- Textauszug -
Die Kettenschifffahrt auf der Elbe
Viele Bewohner der Elbstädte erinnern sich gewiß noch mit leisem Schauder an die früheren Zustände der Elbschifffahrt, an jene gar nicht so fernen Zeiten, in denen ein merkwürdiges Menschengeschlecht an den Elbufern hauste, eine aus Tausenden von Personen bestehende Gesellschaft, welche sich der Aufgabe widmete, diejenigen Schiffe, welche stromaufwärts fahren mußten und in der gewaltigen Strömung weder durch Rudern noch durch Segeln vorwärts gebracht werden konnten, durch das sogenannte „Treideln“ stromaufwärts zu ziehen.
Diese Menschenclasse führte den Namen: „Die Bomätscher“. Schaarenweise spannten sie sich an die lange Leine, welche von einem derartigen Schiffe bis zum „Treidelsteg“ am Ufer reichte, und zogen das Fahrzeug, langsam im Tacte dahinschreitend, vorwärts. Wenn das Hochwasser des Frühjahrs den Beginn der Schifffahrt anzeigte und die aufgestaute gelbliche Fluth gegen das Schiff anstürmend in zahllosen Wirbeln mit Eilgeschwindigkeit vorüber tanzte, dann waren die „Bomätscher“ am thätigsten.

- Angezeigte Zeilen -
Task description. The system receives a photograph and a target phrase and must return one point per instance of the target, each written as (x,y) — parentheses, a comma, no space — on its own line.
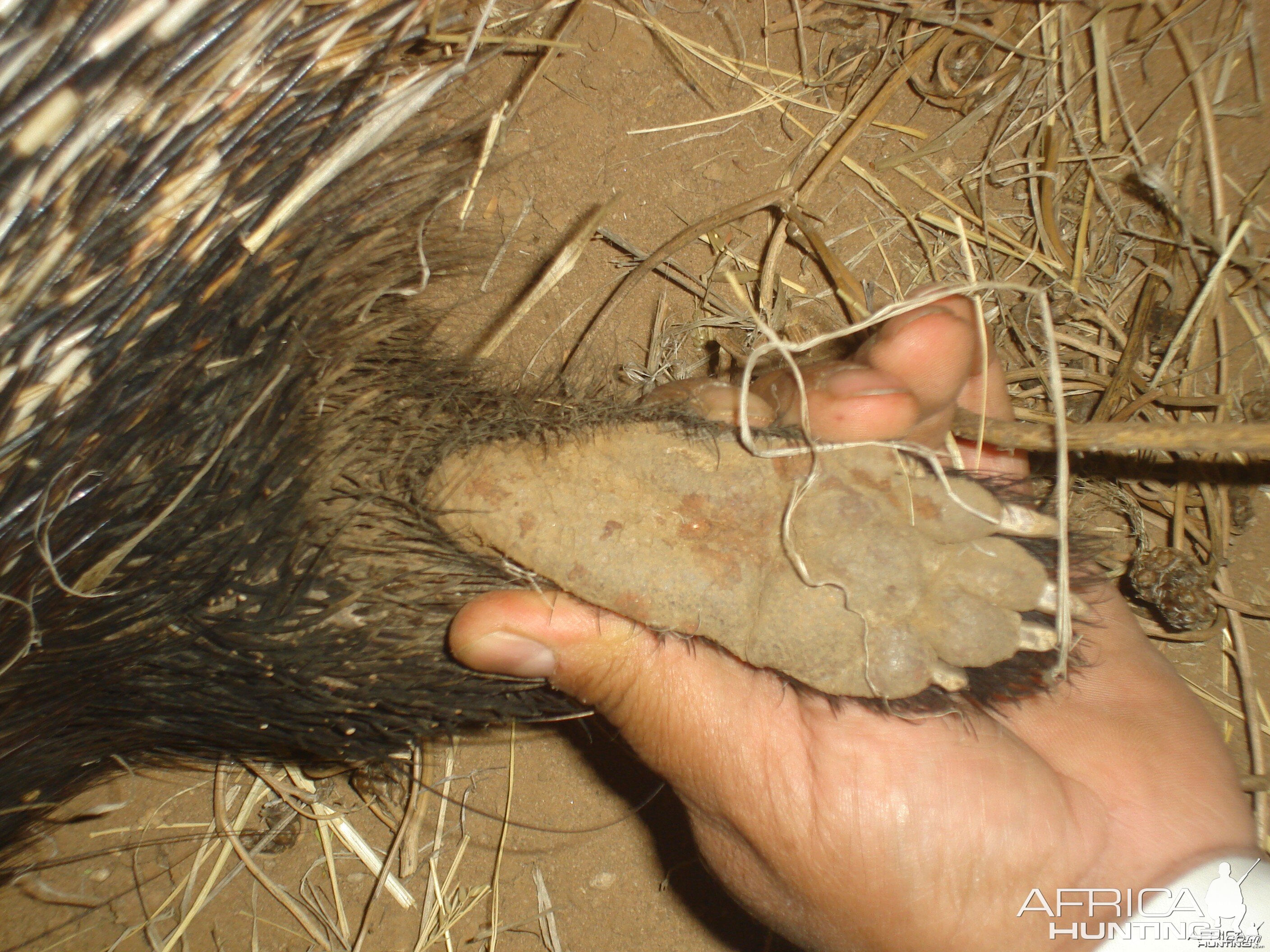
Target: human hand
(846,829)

--

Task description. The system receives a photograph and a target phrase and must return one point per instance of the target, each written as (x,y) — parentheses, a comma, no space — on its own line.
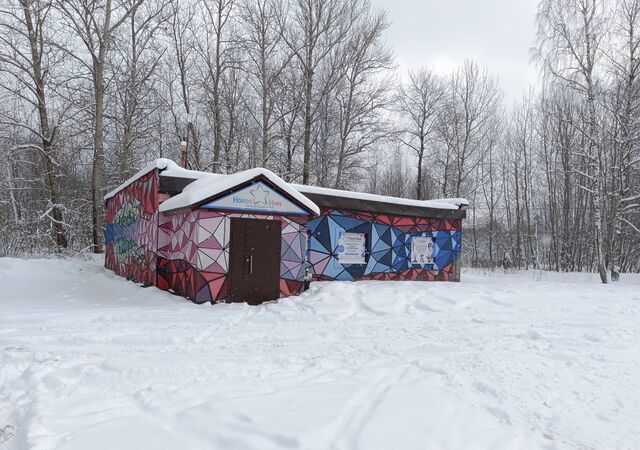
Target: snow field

* * *

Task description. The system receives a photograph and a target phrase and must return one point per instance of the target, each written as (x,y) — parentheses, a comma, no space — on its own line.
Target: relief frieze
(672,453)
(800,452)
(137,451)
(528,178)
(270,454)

- Was zu tun ist -
(A) Welche Arten, ein Schiff voranzubringen, nennt der Textauszug über die Elbschifffahrt? Zähle sie alle auf.
(B) Führe den Textauszug über die Elbschifffahrt nach seinem letzten Satz weiter.

- Lösungen -
(A) Rudern, Segeln, Treideln

(B)
Unsere Illustration führt sie uns vor, wie sie, mit gewaltiger Kraft sich in die Gurte legend, den Kampf gegen das unbändige Element aufnehmen und in trotziger Energie vorwärts dringen. Wenn aber im Laufe der Sommermonate die Elbe um mehrere Fuß fiel, dann sahen sich die verwegenen Gesellen eines Theiles ihrer Einnahme beraubt, und in solchen Fällen kam es ihnen auf ein bischen Wegelagern nicht an.
Nun sind sie längst dahin geschwunden, diese Leute, und nur ein Andenken von ihnen ist der Nachwelt geblieben: der eigenthümlich originelle Gesang, welchen sie beim Ziehen der Schiffe erhoben, hat Richard Wagner Veranlassung zur Composition seines Matrosenchores im „Fliegenden Holländer“ gegeben.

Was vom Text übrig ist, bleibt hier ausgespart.